In recent years, the use of artificial intelligence (AI) and machine learning (ML) has expanded to chronic disease prevention and management, 8 including prediabetes. Leveraging diverse data sources, such as large electronic health records (EHR), continuous glucose monitoring (CGM), and wearable devices, these tools can predict disease onset,9,10 identify key risk factors, 11 and track progression to T2D or diabetes-related complications. By detecting patterns potentially missed by conventional tests like fasting glucose and A1C, AI can enhance early detection through glucose trend analysis, personalized risk stratification, and image-based diagnostics.12-15
Beyond predictive analytics, AI can enhance lifestyle interventions for prediabetes by offering scalable and cost-effective methods to support lifestyle changes, which may address challenges like low participation and limited access to in-person diabetes prevention programs (DPPs).16,17 These tools can emulate the personalization of human coaching through feedback loops, goal setting, behavioral tracking, and reminders.18-20 More recently, an increasing number of direct-to-consumer digital products have emerged leveraging CGM data,21-23 or photo-based meal scanning,23,24 to identify and personalize lifestyle choices.
The rapid growth of AI/ML in prediabetes underscores the need for a comprehensive review detailing its applications. As such, this scoping review aims to describe how AI/ML are being applied in the context of prediabetes.
Methods
Definitions of AI and ML
We broadly defined AI as computational systems that simulate human intelligence processes such as learning, reasoning, and decision-making. ML, a subfield of AI, was defined as the use of data-driven algorithms that identify patterns and generate predictions or classifications. Within the context of prediabetes, AI/ML applications include predictive analytics to support clinical decision-making and patient-specific risk assessment (i.e., ML models), as well as for the personalized delivery of behavioral lifestyle change support (i.e., AI-based interventions).
-------
## TASK REQUIREMENTS
1. List every abbreviation in the excerpt on AI and machine learning in prediabetes that appears in parentheses right after its full term. Give each one with that term.
2. Continue the scoping-review excerpt on AI and machine learning in prediabetes, starting right after its final sentence.
-------
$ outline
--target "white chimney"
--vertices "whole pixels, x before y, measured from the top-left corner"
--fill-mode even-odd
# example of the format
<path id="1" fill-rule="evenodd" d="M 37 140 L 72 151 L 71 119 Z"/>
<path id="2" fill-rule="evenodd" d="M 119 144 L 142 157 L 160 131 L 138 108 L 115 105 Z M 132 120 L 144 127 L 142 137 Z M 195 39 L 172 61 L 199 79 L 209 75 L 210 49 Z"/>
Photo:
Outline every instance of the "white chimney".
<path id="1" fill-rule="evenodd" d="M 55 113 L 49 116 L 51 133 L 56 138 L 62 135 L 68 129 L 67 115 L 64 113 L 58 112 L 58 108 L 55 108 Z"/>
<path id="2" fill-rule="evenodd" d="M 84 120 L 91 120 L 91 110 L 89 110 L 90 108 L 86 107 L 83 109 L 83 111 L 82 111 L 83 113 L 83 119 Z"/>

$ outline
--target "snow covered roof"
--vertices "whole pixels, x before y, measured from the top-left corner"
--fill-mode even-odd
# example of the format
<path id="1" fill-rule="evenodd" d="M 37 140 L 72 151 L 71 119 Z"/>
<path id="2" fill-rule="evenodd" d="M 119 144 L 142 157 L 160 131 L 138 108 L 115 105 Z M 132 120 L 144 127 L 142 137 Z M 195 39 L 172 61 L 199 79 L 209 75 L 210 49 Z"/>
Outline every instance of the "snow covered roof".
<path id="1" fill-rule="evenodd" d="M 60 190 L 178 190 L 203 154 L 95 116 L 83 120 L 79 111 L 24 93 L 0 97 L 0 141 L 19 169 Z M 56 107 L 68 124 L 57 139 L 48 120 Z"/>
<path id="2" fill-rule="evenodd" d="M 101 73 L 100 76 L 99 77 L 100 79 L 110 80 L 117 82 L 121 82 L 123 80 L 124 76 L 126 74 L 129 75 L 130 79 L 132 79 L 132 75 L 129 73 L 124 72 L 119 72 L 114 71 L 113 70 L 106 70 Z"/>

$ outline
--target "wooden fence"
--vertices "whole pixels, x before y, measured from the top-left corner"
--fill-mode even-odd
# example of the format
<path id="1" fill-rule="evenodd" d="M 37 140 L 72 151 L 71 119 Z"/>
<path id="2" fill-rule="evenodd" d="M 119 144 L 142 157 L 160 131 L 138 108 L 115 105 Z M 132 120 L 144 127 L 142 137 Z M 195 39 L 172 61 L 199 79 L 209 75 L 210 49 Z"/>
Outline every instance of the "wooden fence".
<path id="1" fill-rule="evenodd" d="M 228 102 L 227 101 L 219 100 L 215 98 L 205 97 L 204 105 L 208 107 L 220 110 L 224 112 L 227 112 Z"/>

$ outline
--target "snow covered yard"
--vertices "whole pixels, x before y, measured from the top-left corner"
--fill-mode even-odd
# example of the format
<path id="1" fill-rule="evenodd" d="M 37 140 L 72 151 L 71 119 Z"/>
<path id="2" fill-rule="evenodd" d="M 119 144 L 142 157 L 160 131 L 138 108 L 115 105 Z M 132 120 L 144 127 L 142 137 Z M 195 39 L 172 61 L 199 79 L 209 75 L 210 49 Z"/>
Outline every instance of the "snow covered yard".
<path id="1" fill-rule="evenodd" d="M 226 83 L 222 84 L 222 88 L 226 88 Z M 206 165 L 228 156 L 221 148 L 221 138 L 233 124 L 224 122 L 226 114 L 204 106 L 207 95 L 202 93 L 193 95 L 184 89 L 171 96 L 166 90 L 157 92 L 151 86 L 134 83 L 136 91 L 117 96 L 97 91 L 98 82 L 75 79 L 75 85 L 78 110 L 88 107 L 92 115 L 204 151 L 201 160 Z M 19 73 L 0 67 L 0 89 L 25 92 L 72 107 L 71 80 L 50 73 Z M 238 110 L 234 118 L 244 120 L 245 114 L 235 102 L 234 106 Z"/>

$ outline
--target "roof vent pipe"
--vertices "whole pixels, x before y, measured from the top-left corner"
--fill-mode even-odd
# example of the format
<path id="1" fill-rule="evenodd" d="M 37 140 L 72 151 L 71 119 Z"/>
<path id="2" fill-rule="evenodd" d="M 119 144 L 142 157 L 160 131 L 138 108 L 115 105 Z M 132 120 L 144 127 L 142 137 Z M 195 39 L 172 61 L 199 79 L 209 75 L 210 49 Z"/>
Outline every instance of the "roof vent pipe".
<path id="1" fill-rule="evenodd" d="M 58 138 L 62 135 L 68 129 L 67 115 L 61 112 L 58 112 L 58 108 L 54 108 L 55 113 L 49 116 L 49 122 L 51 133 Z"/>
-------
## REPLIES
1.
- AI: artificial intelligence
- ML: machine learning
- EHR: electronic health records
- CGM: continuous glucose monitoring
- DPPs: diabetes prevention programs

2.
Study Identification and Selection Process
This review was conducted in accordance with the Preferred Reporting Items for Systematic reviews and Meta-Analyses extension for Scoping Reviews (PRISMA-ScR) guidelines. 25 As this was a scoping review and not a systematic review, our review protocol was not prospectively registered.
We conducted a systematic literature search in PubMed, Web of Science, and Embase from database inception to May 1, 2025. Search queries incorporated terms related to AI/ML and prediabetes. Studies representing original articles employing AI/ML for the clinical care of patients with prediabetes were included. Further details, including the complete search strategy, are provided in the Supplemental Methods.
Data Extraction and Validation
Data extraction was performed using REDCap electronic data capture tools hosted at Johns Hopkins University.28,29 Studies were categorized into predictive modeling, AI-based interventions, or miscellaneous. Further details, including extraction methods, data validation, and REDCap data extraction instruments, are provided in the Supplemental Methods.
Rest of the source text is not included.